* Exercise task *
Gather each line of the items below that contains the word "blurred", and copy those lines in full.
--- Start ---
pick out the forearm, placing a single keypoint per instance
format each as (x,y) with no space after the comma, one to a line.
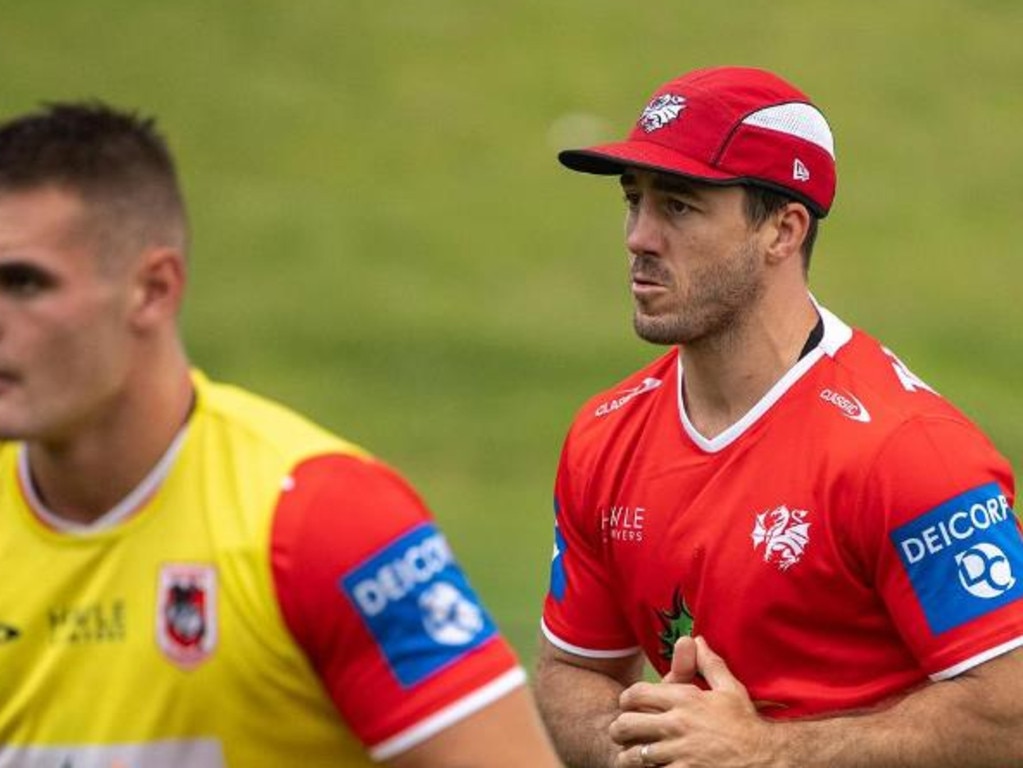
(577,706)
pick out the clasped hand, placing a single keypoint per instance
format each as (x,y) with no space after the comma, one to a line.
(679,724)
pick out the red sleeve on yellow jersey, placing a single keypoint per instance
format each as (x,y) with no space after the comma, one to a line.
(948,554)
(370,590)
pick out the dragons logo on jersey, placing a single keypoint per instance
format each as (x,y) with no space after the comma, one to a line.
(784,534)
(186,613)
(8,632)
(661,110)
(675,622)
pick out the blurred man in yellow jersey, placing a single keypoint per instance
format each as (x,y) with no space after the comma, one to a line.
(194,576)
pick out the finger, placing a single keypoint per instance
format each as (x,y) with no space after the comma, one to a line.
(634,727)
(654,696)
(683,662)
(714,670)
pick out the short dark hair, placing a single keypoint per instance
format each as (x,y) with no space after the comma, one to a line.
(115,161)
(762,201)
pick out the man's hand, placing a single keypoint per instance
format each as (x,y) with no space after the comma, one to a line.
(678,723)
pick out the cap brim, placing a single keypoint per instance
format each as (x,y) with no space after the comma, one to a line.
(611,160)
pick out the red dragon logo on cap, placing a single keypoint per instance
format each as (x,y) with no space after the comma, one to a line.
(661,111)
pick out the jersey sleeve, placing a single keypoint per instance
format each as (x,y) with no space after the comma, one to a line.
(581,613)
(370,590)
(949,556)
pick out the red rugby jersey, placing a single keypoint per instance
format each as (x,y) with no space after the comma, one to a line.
(848,538)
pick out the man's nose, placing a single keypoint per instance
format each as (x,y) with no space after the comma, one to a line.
(642,231)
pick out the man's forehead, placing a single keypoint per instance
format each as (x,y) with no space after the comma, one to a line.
(663,181)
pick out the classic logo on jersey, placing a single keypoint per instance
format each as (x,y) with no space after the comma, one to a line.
(909,380)
(559,580)
(8,633)
(847,403)
(784,534)
(417,604)
(170,753)
(964,557)
(675,622)
(661,110)
(186,613)
(648,385)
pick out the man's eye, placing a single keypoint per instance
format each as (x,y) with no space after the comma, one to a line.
(23,279)
(676,207)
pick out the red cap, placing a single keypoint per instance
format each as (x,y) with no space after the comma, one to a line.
(727,125)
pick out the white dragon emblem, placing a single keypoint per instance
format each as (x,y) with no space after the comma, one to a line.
(785,534)
(661,110)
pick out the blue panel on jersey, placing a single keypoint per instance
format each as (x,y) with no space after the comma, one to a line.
(559,581)
(964,557)
(417,604)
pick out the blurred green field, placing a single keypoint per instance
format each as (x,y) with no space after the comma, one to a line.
(384,239)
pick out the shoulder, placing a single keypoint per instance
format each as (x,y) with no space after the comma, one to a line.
(243,421)
(910,446)
(629,398)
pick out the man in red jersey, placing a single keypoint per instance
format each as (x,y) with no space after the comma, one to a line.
(813,548)
(194,576)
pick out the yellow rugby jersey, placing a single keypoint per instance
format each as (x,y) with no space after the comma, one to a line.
(277,597)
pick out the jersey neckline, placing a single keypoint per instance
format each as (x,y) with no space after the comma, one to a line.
(836,335)
(116,514)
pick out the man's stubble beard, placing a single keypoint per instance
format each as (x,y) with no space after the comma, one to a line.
(715,306)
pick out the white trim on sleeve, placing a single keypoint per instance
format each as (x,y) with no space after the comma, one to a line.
(588,652)
(978,660)
(450,715)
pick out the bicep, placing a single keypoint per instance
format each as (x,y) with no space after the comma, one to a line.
(507,733)
(621,670)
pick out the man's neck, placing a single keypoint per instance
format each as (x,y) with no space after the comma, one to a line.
(727,375)
(84,478)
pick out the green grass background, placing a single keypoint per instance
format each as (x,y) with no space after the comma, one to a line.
(384,239)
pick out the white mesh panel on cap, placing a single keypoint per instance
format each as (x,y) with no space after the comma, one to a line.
(802,121)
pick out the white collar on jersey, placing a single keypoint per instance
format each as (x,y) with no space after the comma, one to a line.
(120,511)
(837,334)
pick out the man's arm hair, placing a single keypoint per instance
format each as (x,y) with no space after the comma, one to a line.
(506,733)
(578,699)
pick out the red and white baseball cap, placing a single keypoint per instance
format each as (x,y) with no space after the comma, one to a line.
(727,125)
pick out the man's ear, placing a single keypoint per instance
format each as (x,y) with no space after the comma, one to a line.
(160,286)
(791,224)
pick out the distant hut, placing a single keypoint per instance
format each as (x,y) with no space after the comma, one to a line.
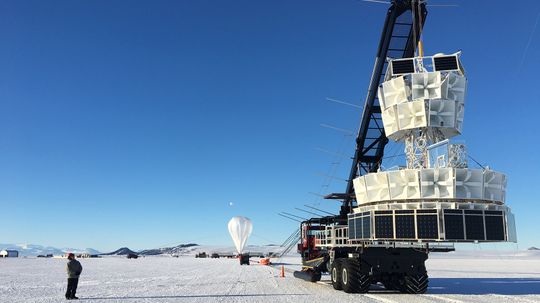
(8,253)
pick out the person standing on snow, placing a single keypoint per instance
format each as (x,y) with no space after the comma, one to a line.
(74,269)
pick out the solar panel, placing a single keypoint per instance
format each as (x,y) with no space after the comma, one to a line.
(445,63)
(366,227)
(453,226)
(494,228)
(405,227)
(405,66)
(384,227)
(428,228)
(474,225)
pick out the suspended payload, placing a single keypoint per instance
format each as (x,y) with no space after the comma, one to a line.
(240,229)
(436,196)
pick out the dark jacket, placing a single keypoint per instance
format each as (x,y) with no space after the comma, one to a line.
(73,268)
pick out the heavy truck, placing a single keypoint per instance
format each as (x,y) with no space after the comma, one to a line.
(390,220)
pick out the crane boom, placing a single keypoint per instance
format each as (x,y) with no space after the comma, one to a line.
(399,37)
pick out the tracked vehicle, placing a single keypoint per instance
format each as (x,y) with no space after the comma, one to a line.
(390,220)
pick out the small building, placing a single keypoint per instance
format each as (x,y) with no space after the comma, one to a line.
(8,253)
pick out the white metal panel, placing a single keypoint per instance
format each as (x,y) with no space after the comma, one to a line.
(390,120)
(360,190)
(395,91)
(437,183)
(457,86)
(442,113)
(511,231)
(404,184)
(469,183)
(381,98)
(460,113)
(504,188)
(427,86)
(493,185)
(377,186)
(411,115)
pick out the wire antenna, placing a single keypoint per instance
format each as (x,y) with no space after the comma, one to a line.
(342,102)
(307,211)
(345,131)
(284,216)
(320,210)
(292,215)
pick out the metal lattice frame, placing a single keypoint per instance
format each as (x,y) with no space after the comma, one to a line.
(396,42)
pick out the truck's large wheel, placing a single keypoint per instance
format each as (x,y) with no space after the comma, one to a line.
(353,279)
(335,274)
(416,283)
(315,276)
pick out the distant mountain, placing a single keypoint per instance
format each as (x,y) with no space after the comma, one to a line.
(175,250)
(26,250)
(120,252)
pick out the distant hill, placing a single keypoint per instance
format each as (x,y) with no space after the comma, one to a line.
(30,250)
(120,252)
(175,250)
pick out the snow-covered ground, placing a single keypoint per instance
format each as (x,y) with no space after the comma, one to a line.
(454,278)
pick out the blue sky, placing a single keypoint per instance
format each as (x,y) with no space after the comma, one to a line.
(135,123)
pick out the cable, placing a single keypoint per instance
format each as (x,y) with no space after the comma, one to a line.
(476,161)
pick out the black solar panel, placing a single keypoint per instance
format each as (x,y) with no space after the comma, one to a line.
(405,227)
(366,227)
(474,225)
(442,63)
(405,66)
(428,228)
(384,227)
(352,230)
(453,227)
(494,228)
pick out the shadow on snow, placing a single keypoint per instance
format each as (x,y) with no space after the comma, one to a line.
(484,286)
(190,296)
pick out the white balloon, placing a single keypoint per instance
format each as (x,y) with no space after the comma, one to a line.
(240,228)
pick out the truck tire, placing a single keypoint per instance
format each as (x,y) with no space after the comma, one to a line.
(315,276)
(416,283)
(335,274)
(353,280)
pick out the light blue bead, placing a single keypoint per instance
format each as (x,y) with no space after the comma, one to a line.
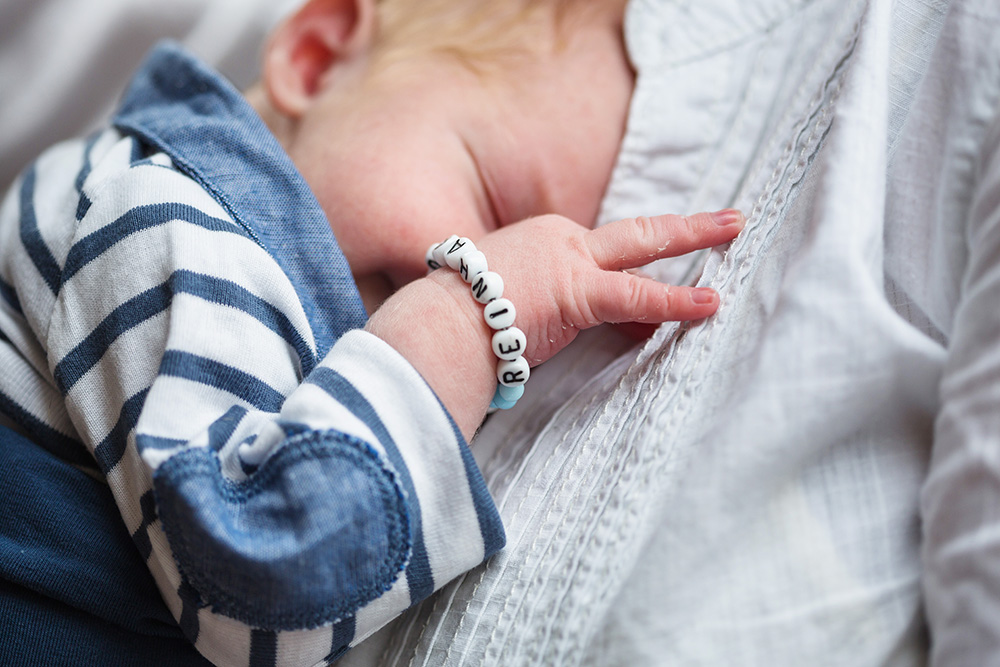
--- End ---
* Response for this exercise *
pick out the blurred man in yellow jersey, placing a single keypoint per instance
pick out the blurred green field, placing a single keypoint per instance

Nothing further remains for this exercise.